#### ENTRIES SHOWN ####

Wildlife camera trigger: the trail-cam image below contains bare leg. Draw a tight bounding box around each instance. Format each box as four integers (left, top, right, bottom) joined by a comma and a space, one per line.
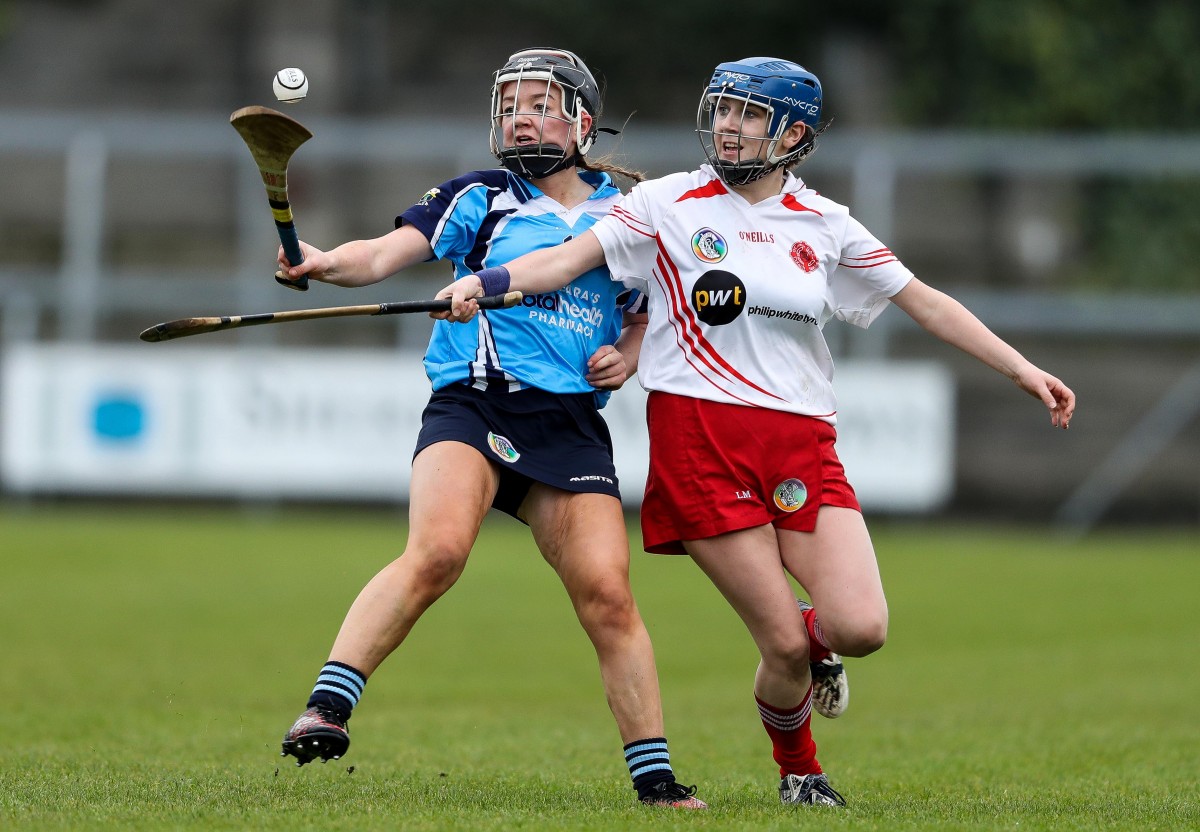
522, 485, 664, 743
778, 506, 888, 658
683, 524, 812, 705
326, 441, 499, 674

####

**EXERCISE OBJECTIVE**
Could you output all of the records exactly, without their pictures?

**REPLY TO THE EXERCISE**
Wildlife camera trigger: the trail-cam image below contains bare leg. Draw a tight bounding box around each instance. Format each box as four integers (left, top, right, bottom) joined by a comma and a space, one per line.
522, 485, 664, 743
778, 506, 888, 658
683, 524, 812, 705
326, 441, 499, 674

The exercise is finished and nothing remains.